__WORK ORDER__:
All of the entries below should be copied exactly as they appear.
========
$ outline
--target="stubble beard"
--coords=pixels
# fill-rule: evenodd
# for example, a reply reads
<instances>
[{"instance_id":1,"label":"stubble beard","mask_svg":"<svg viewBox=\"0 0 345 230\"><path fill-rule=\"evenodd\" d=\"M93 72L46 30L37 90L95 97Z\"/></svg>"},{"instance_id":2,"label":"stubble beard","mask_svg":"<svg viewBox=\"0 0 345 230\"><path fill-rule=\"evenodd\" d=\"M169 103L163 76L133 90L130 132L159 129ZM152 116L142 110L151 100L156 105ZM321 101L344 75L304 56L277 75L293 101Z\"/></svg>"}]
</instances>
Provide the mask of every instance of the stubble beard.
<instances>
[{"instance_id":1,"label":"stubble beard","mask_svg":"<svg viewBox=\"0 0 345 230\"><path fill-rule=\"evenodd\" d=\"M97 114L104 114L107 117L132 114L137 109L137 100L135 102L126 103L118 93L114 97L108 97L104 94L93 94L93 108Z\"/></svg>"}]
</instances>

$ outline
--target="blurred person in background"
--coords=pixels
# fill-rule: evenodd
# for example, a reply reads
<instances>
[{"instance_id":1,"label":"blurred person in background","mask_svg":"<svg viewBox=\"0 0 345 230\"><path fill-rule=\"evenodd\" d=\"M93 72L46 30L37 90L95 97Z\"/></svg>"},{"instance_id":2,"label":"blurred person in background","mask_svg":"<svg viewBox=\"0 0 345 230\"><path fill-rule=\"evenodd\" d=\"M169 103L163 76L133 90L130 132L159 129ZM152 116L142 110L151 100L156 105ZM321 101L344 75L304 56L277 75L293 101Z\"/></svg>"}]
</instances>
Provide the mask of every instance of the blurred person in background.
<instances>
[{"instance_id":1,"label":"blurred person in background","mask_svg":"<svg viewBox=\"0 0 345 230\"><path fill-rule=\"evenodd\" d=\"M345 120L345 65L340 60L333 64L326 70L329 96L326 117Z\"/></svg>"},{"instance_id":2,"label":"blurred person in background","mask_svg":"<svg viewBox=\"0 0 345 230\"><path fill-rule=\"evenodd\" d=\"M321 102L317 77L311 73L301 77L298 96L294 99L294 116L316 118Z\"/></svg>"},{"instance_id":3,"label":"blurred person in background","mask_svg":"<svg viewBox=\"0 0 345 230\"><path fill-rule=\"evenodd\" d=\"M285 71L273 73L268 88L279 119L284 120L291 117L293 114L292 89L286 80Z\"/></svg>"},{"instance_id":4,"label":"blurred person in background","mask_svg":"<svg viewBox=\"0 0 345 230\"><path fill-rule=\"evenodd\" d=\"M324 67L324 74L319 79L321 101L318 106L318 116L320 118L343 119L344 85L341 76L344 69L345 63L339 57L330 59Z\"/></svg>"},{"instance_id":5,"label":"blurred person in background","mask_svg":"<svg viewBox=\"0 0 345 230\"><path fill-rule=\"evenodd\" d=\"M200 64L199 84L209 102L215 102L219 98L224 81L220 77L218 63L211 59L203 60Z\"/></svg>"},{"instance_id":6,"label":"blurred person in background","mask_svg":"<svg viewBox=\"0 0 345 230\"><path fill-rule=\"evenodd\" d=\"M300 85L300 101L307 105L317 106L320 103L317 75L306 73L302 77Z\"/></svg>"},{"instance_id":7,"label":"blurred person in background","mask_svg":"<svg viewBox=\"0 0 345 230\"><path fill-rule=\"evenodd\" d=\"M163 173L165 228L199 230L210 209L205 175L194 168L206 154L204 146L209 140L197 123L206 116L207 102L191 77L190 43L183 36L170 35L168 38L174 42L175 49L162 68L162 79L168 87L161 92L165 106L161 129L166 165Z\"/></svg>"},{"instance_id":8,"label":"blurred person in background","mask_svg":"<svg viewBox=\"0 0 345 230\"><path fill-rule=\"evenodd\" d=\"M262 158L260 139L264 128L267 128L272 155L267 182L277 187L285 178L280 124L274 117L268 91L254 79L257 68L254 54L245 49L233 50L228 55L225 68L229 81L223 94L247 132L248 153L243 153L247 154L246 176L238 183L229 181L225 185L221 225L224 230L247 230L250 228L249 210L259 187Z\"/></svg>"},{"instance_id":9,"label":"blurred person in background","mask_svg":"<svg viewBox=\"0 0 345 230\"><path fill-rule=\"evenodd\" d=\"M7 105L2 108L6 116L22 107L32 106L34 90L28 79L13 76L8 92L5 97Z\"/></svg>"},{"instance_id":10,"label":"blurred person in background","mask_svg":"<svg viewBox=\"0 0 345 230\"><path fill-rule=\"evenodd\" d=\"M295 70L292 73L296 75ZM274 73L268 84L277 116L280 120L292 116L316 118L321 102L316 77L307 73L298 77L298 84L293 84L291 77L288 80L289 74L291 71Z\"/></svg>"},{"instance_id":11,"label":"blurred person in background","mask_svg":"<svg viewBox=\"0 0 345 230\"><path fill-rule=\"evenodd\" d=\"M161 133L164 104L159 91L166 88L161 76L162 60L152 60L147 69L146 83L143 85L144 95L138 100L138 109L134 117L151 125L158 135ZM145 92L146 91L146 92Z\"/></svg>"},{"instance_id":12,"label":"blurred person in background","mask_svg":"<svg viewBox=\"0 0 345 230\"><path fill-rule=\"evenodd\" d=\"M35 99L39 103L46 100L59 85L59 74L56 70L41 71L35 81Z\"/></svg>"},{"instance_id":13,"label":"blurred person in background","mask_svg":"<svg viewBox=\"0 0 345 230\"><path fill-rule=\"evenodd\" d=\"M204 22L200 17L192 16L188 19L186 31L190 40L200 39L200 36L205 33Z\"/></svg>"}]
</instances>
========
__EXERCISE RESULT__:
$ outline
--target="stubble beard"
--coords=pixels
# fill-rule: evenodd
# for example, a reply reads
<instances>
[{"instance_id":1,"label":"stubble beard","mask_svg":"<svg viewBox=\"0 0 345 230\"><path fill-rule=\"evenodd\" d=\"M93 72L46 30L37 90L95 97Z\"/></svg>"},{"instance_id":2,"label":"stubble beard","mask_svg":"<svg viewBox=\"0 0 345 230\"><path fill-rule=\"evenodd\" d=\"M169 103L163 76L133 90L130 132L159 129ZM152 116L142 110L151 100L156 105ZM321 101L344 75L304 56L277 75L293 101Z\"/></svg>"}]
</instances>
Provide the mask of every instance of the stubble beard.
<instances>
[{"instance_id":1,"label":"stubble beard","mask_svg":"<svg viewBox=\"0 0 345 230\"><path fill-rule=\"evenodd\" d=\"M97 114L104 114L107 117L132 114L137 109L137 100L135 102L126 103L118 93L114 97L108 97L104 94L93 94L93 108Z\"/></svg>"}]
</instances>

$ outline
--target="blurred person in background"
--coords=pixels
# fill-rule: evenodd
# for example, a reply reads
<instances>
[{"instance_id":1,"label":"blurred person in background","mask_svg":"<svg viewBox=\"0 0 345 230\"><path fill-rule=\"evenodd\" d=\"M93 72L46 30L37 90L95 97Z\"/></svg>"},{"instance_id":2,"label":"blurred person in background","mask_svg":"<svg viewBox=\"0 0 345 230\"><path fill-rule=\"evenodd\" d=\"M169 103L163 76L133 90L130 132L159 129ZM152 116L142 110L151 100L156 105ZM321 101L344 75L304 56L277 75L293 101Z\"/></svg>"}]
</instances>
Provide the mask of every instance of the blurred person in background.
<instances>
[{"instance_id":1,"label":"blurred person in background","mask_svg":"<svg viewBox=\"0 0 345 230\"><path fill-rule=\"evenodd\" d=\"M345 120L345 65L340 60L333 64L326 70L329 96L326 117Z\"/></svg>"},{"instance_id":2,"label":"blurred person in background","mask_svg":"<svg viewBox=\"0 0 345 230\"><path fill-rule=\"evenodd\" d=\"M321 102L317 77L311 73L301 77L298 96L294 99L294 116L316 118Z\"/></svg>"},{"instance_id":3,"label":"blurred person in background","mask_svg":"<svg viewBox=\"0 0 345 230\"><path fill-rule=\"evenodd\" d=\"M285 71L273 73L268 88L279 119L284 120L291 117L293 114L292 89L286 80Z\"/></svg>"},{"instance_id":4,"label":"blurred person in background","mask_svg":"<svg viewBox=\"0 0 345 230\"><path fill-rule=\"evenodd\" d=\"M324 67L324 74L319 79L321 101L318 106L318 116L320 118L343 119L344 85L341 76L344 69L345 63L339 57L330 59Z\"/></svg>"},{"instance_id":5,"label":"blurred person in background","mask_svg":"<svg viewBox=\"0 0 345 230\"><path fill-rule=\"evenodd\" d=\"M200 64L199 84L209 102L215 102L219 98L224 81L220 77L218 63L211 59L203 60Z\"/></svg>"},{"instance_id":6,"label":"blurred person in background","mask_svg":"<svg viewBox=\"0 0 345 230\"><path fill-rule=\"evenodd\" d=\"M300 85L300 101L307 105L317 106L320 103L317 75L306 73L302 77Z\"/></svg>"},{"instance_id":7,"label":"blurred person in background","mask_svg":"<svg viewBox=\"0 0 345 230\"><path fill-rule=\"evenodd\" d=\"M163 173L165 228L199 230L210 209L205 175L194 168L206 154L204 146L209 140L197 123L206 116L207 102L191 77L190 43L183 36L170 35L168 38L174 42L175 49L162 68L162 79L168 87L161 92L165 106L161 129L166 165Z\"/></svg>"},{"instance_id":8,"label":"blurred person in background","mask_svg":"<svg viewBox=\"0 0 345 230\"><path fill-rule=\"evenodd\" d=\"M262 158L260 139L264 128L267 128L272 155L267 182L277 187L285 178L280 124L274 117L268 91L254 79L257 68L254 54L245 49L233 50L228 55L225 68L229 81L223 94L247 132L248 153L243 153L247 154L246 176L238 183L229 181L225 185L221 225L224 230L247 230L250 228L249 210L259 187Z\"/></svg>"},{"instance_id":9,"label":"blurred person in background","mask_svg":"<svg viewBox=\"0 0 345 230\"><path fill-rule=\"evenodd\" d=\"M7 105L2 108L6 116L22 107L32 106L34 90L28 79L13 76L8 92L5 97Z\"/></svg>"},{"instance_id":10,"label":"blurred person in background","mask_svg":"<svg viewBox=\"0 0 345 230\"><path fill-rule=\"evenodd\" d=\"M295 70L292 73L296 75ZM274 73L268 84L277 116L280 120L292 116L316 118L321 102L316 77L307 73L298 77L298 84L293 84L291 77L288 80L289 74L291 71Z\"/></svg>"},{"instance_id":11,"label":"blurred person in background","mask_svg":"<svg viewBox=\"0 0 345 230\"><path fill-rule=\"evenodd\" d=\"M161 133L164 104L159 91L166 88L161 76L162 60L152 60L147 69L146 83L143 85L144 95L138 100L138 109L134 117L151 125L158 135ZM145 92L146 91L146 92Z\"/></svg>"},{"instance_id":12,"label":"blurred person in background","mask_svg":"<svg viewBox=\"0 0 345 230\"><path fill-rule=\"evenodd\" d=\"M35 99L39 103L46 100L59 85L59 74L56 70L41 71L35 81Z\"/></svg>"},{"instance_id":13,"label":"blurred person in background","mask_svg":"<svg viewBox=\"0 0 345 230\"><path fill-rule=\"evenodd\" d=\"M204 22L200 17L192 16L188 19L186 31L190 40L200 39L200 36L205 33Z\"/></svg>"}]
</instances>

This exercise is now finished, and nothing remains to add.